BEGIN ENTRIES SUPPLIED

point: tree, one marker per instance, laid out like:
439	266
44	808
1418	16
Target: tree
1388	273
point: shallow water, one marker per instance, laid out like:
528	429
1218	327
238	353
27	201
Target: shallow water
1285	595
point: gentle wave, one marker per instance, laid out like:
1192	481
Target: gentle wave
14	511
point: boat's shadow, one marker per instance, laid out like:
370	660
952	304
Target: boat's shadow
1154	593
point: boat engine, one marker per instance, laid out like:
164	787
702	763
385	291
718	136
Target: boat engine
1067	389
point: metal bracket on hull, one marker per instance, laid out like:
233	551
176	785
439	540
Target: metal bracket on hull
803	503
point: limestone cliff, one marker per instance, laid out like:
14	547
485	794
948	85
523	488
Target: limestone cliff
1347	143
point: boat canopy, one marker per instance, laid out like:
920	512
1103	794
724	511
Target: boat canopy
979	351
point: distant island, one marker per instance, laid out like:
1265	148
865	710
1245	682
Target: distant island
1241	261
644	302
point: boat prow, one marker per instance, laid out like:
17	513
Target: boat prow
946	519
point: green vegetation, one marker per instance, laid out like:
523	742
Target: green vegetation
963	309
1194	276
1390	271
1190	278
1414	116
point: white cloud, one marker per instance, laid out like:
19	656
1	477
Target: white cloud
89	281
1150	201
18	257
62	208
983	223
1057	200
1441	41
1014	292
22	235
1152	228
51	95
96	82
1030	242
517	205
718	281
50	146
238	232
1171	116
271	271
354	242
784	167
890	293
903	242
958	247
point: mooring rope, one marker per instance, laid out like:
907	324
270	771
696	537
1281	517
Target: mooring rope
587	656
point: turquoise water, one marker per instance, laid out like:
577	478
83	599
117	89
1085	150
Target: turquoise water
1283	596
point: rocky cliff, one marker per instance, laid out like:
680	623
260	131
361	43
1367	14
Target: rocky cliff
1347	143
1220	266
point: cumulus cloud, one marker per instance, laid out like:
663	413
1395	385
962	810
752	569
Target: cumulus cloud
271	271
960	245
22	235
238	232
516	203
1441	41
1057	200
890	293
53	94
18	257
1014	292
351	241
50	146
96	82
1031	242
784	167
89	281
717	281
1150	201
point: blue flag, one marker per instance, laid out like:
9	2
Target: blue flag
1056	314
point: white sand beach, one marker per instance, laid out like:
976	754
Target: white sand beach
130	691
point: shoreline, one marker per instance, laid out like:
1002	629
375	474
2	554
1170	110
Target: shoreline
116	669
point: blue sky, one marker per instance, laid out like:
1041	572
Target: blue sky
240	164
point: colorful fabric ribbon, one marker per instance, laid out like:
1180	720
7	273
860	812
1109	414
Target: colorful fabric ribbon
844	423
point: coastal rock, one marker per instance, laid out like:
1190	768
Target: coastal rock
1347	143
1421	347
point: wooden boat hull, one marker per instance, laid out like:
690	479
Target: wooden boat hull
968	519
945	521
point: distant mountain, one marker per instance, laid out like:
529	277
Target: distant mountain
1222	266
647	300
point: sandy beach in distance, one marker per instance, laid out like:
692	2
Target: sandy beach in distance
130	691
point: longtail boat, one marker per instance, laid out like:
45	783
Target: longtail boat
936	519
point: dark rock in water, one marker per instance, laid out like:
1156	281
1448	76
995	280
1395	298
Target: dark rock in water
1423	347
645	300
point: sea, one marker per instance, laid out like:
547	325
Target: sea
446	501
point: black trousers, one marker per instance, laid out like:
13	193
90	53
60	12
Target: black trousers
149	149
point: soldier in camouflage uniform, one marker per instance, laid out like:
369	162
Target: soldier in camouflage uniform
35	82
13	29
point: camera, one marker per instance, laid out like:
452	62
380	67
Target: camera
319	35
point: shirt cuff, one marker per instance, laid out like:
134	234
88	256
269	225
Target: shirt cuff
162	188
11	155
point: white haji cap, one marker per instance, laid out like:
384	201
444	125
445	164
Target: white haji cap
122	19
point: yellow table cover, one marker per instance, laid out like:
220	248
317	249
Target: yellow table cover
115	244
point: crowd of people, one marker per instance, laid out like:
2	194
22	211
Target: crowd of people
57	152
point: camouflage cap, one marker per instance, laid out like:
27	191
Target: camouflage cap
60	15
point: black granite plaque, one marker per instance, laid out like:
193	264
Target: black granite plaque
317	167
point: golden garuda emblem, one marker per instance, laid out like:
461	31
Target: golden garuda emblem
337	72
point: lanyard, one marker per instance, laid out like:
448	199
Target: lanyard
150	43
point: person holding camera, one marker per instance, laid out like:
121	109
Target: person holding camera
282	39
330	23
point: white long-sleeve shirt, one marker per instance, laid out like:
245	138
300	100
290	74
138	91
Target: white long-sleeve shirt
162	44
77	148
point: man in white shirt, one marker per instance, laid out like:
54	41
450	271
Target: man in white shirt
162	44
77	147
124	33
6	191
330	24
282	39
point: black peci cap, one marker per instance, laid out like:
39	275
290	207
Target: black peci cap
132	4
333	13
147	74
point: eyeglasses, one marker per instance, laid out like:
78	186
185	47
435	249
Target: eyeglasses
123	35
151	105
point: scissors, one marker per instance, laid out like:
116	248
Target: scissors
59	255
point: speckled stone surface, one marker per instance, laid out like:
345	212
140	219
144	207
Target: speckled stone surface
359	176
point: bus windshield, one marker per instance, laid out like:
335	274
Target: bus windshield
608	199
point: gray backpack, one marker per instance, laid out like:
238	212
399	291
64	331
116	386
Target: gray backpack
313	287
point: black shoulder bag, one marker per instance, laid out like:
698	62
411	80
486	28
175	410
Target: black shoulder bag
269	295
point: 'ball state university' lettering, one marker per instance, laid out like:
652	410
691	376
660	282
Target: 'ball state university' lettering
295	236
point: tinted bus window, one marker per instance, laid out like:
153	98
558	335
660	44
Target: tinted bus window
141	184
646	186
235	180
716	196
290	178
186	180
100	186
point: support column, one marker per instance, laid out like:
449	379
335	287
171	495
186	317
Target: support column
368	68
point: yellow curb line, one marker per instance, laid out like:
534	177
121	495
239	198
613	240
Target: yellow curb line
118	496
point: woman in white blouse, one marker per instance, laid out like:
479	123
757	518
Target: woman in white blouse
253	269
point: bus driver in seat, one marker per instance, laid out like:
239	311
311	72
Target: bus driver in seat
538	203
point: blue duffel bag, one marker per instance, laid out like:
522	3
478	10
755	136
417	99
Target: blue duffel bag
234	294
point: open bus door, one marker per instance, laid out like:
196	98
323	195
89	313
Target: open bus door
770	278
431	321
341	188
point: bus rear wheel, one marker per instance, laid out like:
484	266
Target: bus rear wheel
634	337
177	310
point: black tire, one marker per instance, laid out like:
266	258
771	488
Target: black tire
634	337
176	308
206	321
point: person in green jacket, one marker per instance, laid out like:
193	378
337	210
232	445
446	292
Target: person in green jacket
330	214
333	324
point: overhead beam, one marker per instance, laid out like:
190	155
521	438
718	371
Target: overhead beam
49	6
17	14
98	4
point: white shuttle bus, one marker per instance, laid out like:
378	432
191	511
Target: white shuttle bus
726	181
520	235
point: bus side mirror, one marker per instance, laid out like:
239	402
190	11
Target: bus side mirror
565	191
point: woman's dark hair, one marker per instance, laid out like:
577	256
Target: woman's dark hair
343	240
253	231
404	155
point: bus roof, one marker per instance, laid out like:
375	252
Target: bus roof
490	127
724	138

END ENTRIES SUPPLIED

◆ REQUIREMENT: Copy the material above, line for line.

◆ RESPONSE TO THE EXERCISE:
point: tree, one marker per instance, laid out like:
439	266
44	808
1418	16
Target: tree
1388	273
point: shallow water, one marker per instance, laid out like:
528	429
1218	327
238	353
27	201
Target: shallow water
1285	595
point: gentle wave, one marker per instance, laid out like:
1192	481
Target: gentle wave
14	511
point: boat's shadow, one marker per instance, laid out like:
370	660
952	304
Target: boat's shadow
1154	593
point: boat engine, one marker per instance, laid out like:
164	787
702	763
385	291
718	136
Target: boat engine
1067	389
point: metal bracket on hull, one marker per instance, laid out like:
233	551
176	785
439	540
Target: metal bracket on hull
803	503
point: limestone cliff, one marker per instance, laid out like:
14	547
485	794
948	85
523	488
Target: limestone cliff
1347	143
point: boat canopy, one marker per instance, laid out like:
920	512
1103	794
724	511
Target: boat canopy
979	351
point: distant island, one marker per instance, laid out like:
1265	148
865	710
1245	682
Target: distant island
1241	261
644	302
point: boat prow, one marker per instance, laid out like:
17	513
Target: boat prow
946	519
point: green vegetation, one marker per instance, laid out like:
523	742
Target: green vegetation
963	309
1194	276
1390	271
1190	278
1414	116
point: white cloud, one marker per instance, laid out like:
19	656
1	477
Target: white cloud
89	281
1150	201
18	257
62	208
983	223
1057	200
1441	41
1014	292
22	235
1152	228
51	95
96	82
1030	242
517	205
718	281
50	146
238	232
1171	116
271	271
354	242
784	167
890	293
903	242
958	247
point: mooring rope, one marker per instance, laid out like:
907	324
270	771
696	537
1281	517
Target: mooring rope
587	656
point: turquoise water, one marker per instance, laid out like:
577	478
83	599
117	89
1085	150
Target: turquoise water
1283	596
point: rocky cliff, one marker per instance, laid out like:
680	623
260	131
361	43
1367	14
Target: rocky cliff
1347	143
1220	266
point: cumulus cloud, one marker per instance, laid out like:
663	413
1395	385
962	810
752	569
Target: cumulus cloud
271	271
960	245
22	235
238	232
516	203
1441	41
1057	200
890	293
53	94
18	257
1014	292
351	241
50	146
96	82
1031	242
784	167
89	281
717	281
1150	201
point: blue flag, one marker per instance, laid out like:
9	2
Target: blue flag
1056	314
point: white sand beach, one marker per instance, laid out like:
976	754
Target: white sand beach
130	691
point: shoreline, one marker per instance, laid out like:
1002	629
375	474
2	554
1170	110
Target: shoreline
116	669
point: blue sky, one marker per instance, laid out like:
1041	572
Target: blue sky
240	164
point: colorful fabric ribbon, one marker per instance, laid out like:
1180	720
7	273
860	812
1109	414
Target: colorful fabric ribbon
844	423
point: coastal rock, one marker per instance, laid out like:
1190	768
Target: coastal rock
1347	143
1421	347
point: wooden boat hull, one marker per instance, laid out like:
690	479
Target: wooden boat hull
968	519
945	521
point: distant mountain, one marker per instance, laid out like:
529	277
Target: distant mountain
1222	266
647	300
point: sandy beach in distance, one marker per instance, laid out like:
692	2
Target: sandy beach in distance
130	691
point: longtail boat, one marker per instance, laid out like:
45	783
Target: longtail boat
936	519
point: dark rock in water, one marker per instance, laid out like:
1156	281
1448	76
995	280
1395	298
Target: dark rock in water
1423	347
645	300
point: sea, one marker per instance, laid out like:
547	325
Target: sea
446	501
point: black trousers, one marker per instance, laid out like:
13	193
90	53
60	12
Target: black trousers
149	149
point: soldier in camouflage uniform, one marker per instance, laid out like:
369	162
Target: soldier in camouflage uniform
35	82
13	29
point: camera, one marker per instance, laid out like:
452	62
380	67
Target: camera
319	35
point: shirt cuff, one marker per instance, laid out like:
134	234
88	256
269	225
Target: shirt cuff
162	188
11	155
point: white haji cap, one marker per instance, laid out like:
384	201
444	125
445	164
Target: white haji cap
122	19
point: yellow table cover, one marker per instance, laid out like:
220	248
317	249
Target: yellow table cover
115	244
point: crowd of people, one marker per instance, laid out like:
2	194
22	211
Target: crowd of people
57	152
point: camouflage cap, one marker per instance, laid out like:
27	191
Target: camouflage cap
60	15
point: black granite plaque, one marker per instance, laid out like:
193	264
Target: black granite plaque
317	167
point: golden garuda emblem, one marker per instance, laid out like:
461	31
Target: golden garuda emblem
337	72
point: lanyard, one marker per instance, laid out like:
448	199
Target: lanyard
150	43
point: person holding camera, one marker per instance, laid out like:
121	109
Target: person holding camera
282	39
330	23
point: white long-sleeve shirt, one marker per instance, laid out like:
245	138
300	100
290	74
138	91
Target: white long-sleeve shirt
162	44
77	148
point: man in white shirt, one marker per instance, laid out like:
54	41
450	271
Target: man in white shirt
162	44
77	147
124	33
6	191
330	24
282	39
point: black peci cap, one marker per instance, laid out like:
39	275
290	207
Target: black peci cap
132	4
333	13
147	74
point: eyeglasses, one marker per instance, laid out like:
78	186
185	47
435	249
Target: eyeglasses
123	35
151	105
point: scissors, one marker per instance, laid out like:
116	248
Target: scissors
59	255
point: speckled stone surface, one marker per instance, laid out like:
345	212
140	219
144	207
Target: speckled stone surface
359	176
point: bus windshield, one marker per instance, laid out like:
335	274
Target: bus windshield
608	199
point: gray backpack, one marker per instance, laid out like:
238	212
399	291
64	331
116	386
Target: gray backpack
313	287
point: black shoulder bag, one marker per instance, laid out like:
698	62
411	80
486	28
175	410
Target: black shoulder bag
269	295
point: 'ball state university' lettering, one marker per instance, laid out like:
652	410
691	376
660	282
Target: 'ball state university' lettering
295	236
point: tinted bus window, one marker per instance, laid out like:
153	98
558	335
660	44
Target: tinted bus window
141	184
646	186
235	180
716	196
290	178
186	180
100	186
point: support column, one marker per instance, laid out like:
449	379
335	287
171	495
186	317
Target: support column
368	68
point: yellow curb line, one marker per instance, laid out like:
534	177
121	495
239	198
613	240
Target: yellow curb line
118	496
point: woman in white blouse, one marker per instance, laid out like:
479	123
757	518
Target: woman in white blouse
253	269
point: bus driver in seat, one marker per instance, laid out like:
239	311
311	72
Target: bus driver in seat
538	203
point: blue duffel bag, one marker per instance, laid out like:
522	3
478	10
755	136
417	99
Target: blue duffel bag
234	294
point: open bus door, one marker per instance, laid out like:
196	98
323	195
89	313
Target: open bus door
770	278
431	321
341	188
point: bus rear wheel, one marker per instance, laid out like:
484	266
Target: bus rear wheel
634	337
177	310
point: black tire, one marker per instance, laid out like:
266	258
771	488
Target: black tire
634	337
176	308
206	321
point: person in green jacket, one marker per instance, laid out like:
193	378
337	210
232	445
446	292
Target: person in green jacket
330	214
333	324
point: overhead beam, one marker per instance, laid out like:
190	155
521	438
718	371
Target: overhead beam
49	6
17	14
98	4
point: white shuttle bus, one marker per instance, laid out like:
378	432
191	511
Target: white shuttle bus
726	181
520	235
point: bus side mirror, one marker per instance, laid out like:
239	402
190	11
Target: bus side mirror
565	191
point: woman's dark hair, one marker per instance, laid out like:
577	256
Target: woman's dark hair
343	240
253	231
404	155
point: bus roof, one marker per instance, laid out like:
375	252
Target: bus roof
490	127
724	138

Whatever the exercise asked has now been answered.